BEGIN Document section

Do our staff rooms reflect our communities?

7 Nov

On Monday I blogged on the gender imbalance that exists in our schools. 8 years since the GTCW highlighted how only 26.9% of the teaching workforce is male, that figure currently stands at 26.28%. It is hard to have much confidence that the gap is going to close anytime soon.

In that blog post I briefly touched on how our schools need to have diverse staffing arrangements that reflect our local communities. This article by GTCW Chair and NUT Cymru Executive, Angela Jardine, highlights the issue very well. You really get a sense of the size of the challenge we face in representing our communities when reading the content of the article.

Overall, less than half of 1% of registered teachers in Wales are from Indian, Pakistani, Bangladeshi, Chinese, black African or Afro-Caribbean backgrounds. By contrast the census shows that around 3% of the Welsh population as a whole are from these origins.

END Document section
BEGIN Extracted material

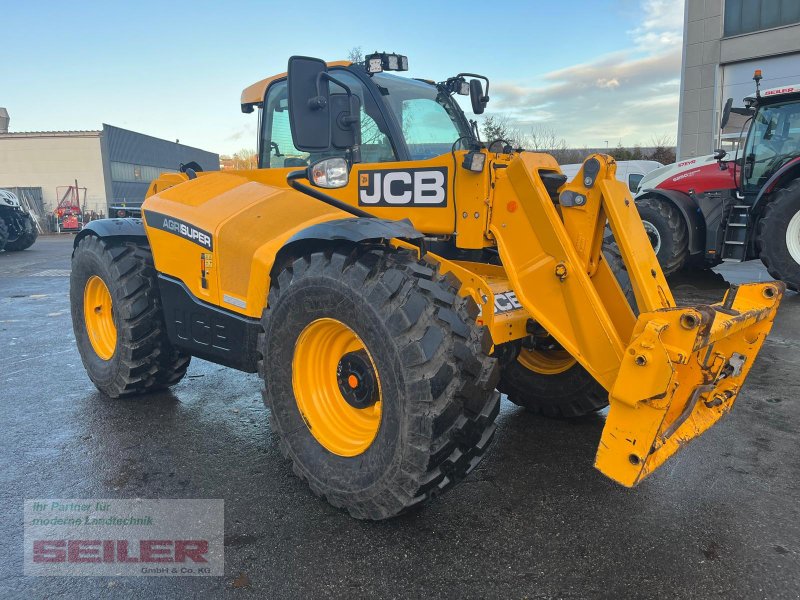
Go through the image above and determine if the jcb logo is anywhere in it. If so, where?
[358,167,447,208]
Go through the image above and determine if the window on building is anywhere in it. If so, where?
[725,0,800,37]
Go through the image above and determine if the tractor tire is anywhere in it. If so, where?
[756,179,800,291]
[636,196,689,275]
[259,246,500,520]
[497,243,637,419]
[0,217,8,252]
[6,215,39,252]
[70,235,191,398]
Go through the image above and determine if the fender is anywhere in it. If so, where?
[272,217,425,270]
[639,189,706,254]
[72,217,147,249]
[752,156,800,214]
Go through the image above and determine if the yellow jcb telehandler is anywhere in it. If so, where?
[71,53,784,519]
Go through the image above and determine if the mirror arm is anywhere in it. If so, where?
[456,73,489,102]
[286,169,375,219]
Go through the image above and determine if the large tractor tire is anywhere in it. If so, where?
[0,217,8,252]
[6,215,39,252]
[756,179,800,291]
[70,235,191,398]
[636,196,689,275]
[497,244,636,419]
[259,247,500,520]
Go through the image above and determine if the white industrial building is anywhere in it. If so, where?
[0,109,219,216]
[678,0,800,159]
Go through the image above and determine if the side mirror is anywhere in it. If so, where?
[308,157,350,189]
[719,98,733,129]
[469,79,489,115]
[288,56,331,152]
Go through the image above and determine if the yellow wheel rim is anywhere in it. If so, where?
[517,348,577,375]
[83,275,117,360]
[292,318,382,457]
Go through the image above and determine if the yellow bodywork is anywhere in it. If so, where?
[143,149,784,486]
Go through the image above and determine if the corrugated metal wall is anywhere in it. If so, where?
[102,124,219,205]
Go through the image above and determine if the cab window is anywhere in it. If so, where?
[261,69,397,168]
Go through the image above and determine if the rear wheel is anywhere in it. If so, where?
[259,248,500,519]
[636,196,689,275]
[6,214,39,251]
[756,179,800,291]
[70,235,190,398]
[497,244,636,418]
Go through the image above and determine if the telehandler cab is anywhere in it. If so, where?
[71,53,784,519]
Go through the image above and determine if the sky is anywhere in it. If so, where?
[0,0,683,154]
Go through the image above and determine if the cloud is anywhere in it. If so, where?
[489,0,683,147]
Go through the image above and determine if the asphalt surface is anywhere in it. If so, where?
[0,236,800,599]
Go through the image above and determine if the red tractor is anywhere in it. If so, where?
[636,70,800,291]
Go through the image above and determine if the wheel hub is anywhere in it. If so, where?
[292,317,383,457]
[83,275,117,360]
[336,350,378,408]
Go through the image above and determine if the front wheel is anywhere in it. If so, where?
[69,235,190,398]
[756,179,800,291]
[6,214,39,252]
[636,196,689,275]
[259,248,500,519]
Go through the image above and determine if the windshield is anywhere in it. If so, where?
[744,102,800,192]
[372,73,472,160]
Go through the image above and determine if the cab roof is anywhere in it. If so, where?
[241,60,353,113]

END Extracted material

▸ Action item A
From the blog post on staff diversity, copy the passage starting with "In that blog" and going on through "from these origins.".
▸ Action item B
Using the blog post on staff diversity, answer these:
(i) What percentage of the teaching workforce is male now?
(ii) Who wrote the article the post cites?
(iii) What share of the Welsh population does the census place in the listed ethnic backgrounds?

▸ Output A
In that blog post I briefly touched on how our schools need to have diverse staffing arrangements that reflect our local communities. This article by GTCW Chair and NUT Cymru Executive, Angela Jardine, highlights the issue very well. You really get a sense of the size of the challenge we face in representing our communities when reading the content of the article.

Overall, less than half of 1% of registered teachers in Wales are from Indian, Pakistani, Bangladeshi, Chinese, black African or Afro-Caribbean backgrounds. By contrast the census shows that around 3% of the Welsh population as a whole are from these origins.

▸ Output B
(i) 26.28%
(ii) Angela Jardine, GTCW Chair and NUT Cymru Executive
(iii) Around 3%